What to do>
Report how many lines of the items below contain the string "white". Give only the number.

(Dataset excerpts on object pointing)

────────

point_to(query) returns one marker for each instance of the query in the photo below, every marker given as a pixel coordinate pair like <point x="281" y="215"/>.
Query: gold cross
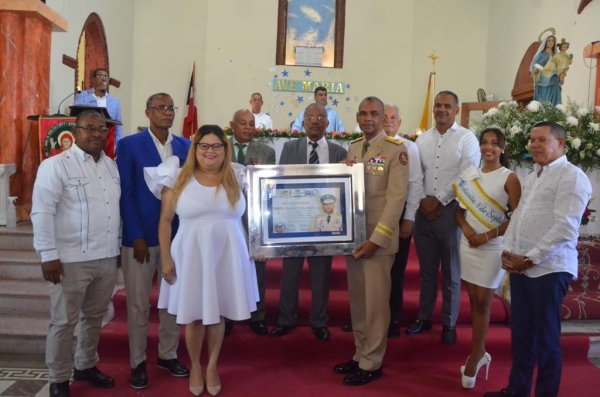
<point x="433" y="58"/>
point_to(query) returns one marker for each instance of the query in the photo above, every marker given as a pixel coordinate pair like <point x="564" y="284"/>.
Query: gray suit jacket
<point x="295" y="152"/>
<point x="265" y="153"/>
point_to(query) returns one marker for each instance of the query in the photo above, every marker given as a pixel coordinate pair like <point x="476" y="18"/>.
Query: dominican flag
<point x="190" y="122"/>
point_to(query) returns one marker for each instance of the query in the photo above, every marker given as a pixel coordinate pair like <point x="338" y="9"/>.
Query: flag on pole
<point x="427" y="110"/>
<point x="190" y="122"/>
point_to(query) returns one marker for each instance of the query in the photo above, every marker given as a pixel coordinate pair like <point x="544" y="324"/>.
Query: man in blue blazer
<point x="140" y="254"/>
<point x="97" y="96"/>
<point x="298" y="151"/>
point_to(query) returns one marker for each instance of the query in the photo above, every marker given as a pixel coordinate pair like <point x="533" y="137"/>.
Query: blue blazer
<point x="112" y="105"/>
<point x="140" y="210"/>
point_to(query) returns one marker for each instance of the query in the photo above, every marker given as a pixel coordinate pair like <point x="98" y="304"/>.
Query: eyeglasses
<point x="91" y="129"/>
<point x="320" y="119"/>
<point x="217" y="147"/>
<point x="163" y="108"/>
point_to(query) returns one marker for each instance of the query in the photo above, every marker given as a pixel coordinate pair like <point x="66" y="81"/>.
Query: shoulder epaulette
<point x="394" y="140"/>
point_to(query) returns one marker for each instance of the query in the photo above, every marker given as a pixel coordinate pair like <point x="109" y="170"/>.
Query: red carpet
<point x="299" y="365"/>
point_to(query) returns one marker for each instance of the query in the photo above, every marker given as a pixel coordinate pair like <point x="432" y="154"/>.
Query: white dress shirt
<point x="545" y="225"/>
<point x="322" y="150"/>
<point x="75" y="211"/>
<point x="444" y="157"/>
<point x="165" y="151"/>
<point x="415" y="179"/>
<point x="262" y="120"/>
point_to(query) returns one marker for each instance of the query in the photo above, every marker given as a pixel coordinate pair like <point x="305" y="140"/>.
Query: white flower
<point x="514" y="130"/>
<point x="492" y="112"/>
<point x="562" y="108"/>
<point x="533" y="106"/>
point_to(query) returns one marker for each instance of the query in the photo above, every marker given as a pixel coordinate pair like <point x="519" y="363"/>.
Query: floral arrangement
<point x="267" y="134"/>
<point x="582" y="125"/>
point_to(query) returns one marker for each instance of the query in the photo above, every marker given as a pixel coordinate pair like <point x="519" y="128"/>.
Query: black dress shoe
<point x="139" y="378"/>
<point x="321" y="333"/>
<point x="504" y="393"/>
<point x="60" y="389"/>
<point x="449" y="335"/>
<point x="418" y="326"/>
<point x="228" y="326"/>
<point x="94" y="377"/>
<point x="259" y="327"/>
<point x="362" y="377"/>
<point x="174" y="367"/>
<point x="281" y="330"/>
<point x="394" y="330"/>
<point x="346" y="368"/>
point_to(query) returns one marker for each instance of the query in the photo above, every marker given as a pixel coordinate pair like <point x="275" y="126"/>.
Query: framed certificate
<point x="305" y="210"/>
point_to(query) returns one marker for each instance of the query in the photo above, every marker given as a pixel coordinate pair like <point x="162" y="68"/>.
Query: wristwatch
<point x="529" y="262"/>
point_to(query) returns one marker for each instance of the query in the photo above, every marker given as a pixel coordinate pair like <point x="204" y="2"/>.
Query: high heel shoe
<point x="468" y="382"/>
<point x="213" y="390"/>
<point x="197" y="390"/>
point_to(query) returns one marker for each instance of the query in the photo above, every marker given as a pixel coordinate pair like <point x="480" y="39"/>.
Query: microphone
<point x="58" y="113"/>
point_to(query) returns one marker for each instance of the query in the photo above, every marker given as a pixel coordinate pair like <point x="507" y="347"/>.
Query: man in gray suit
<point x="247" y="151"/>
<point x="314" y="149"/>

────────

Solved problem>
2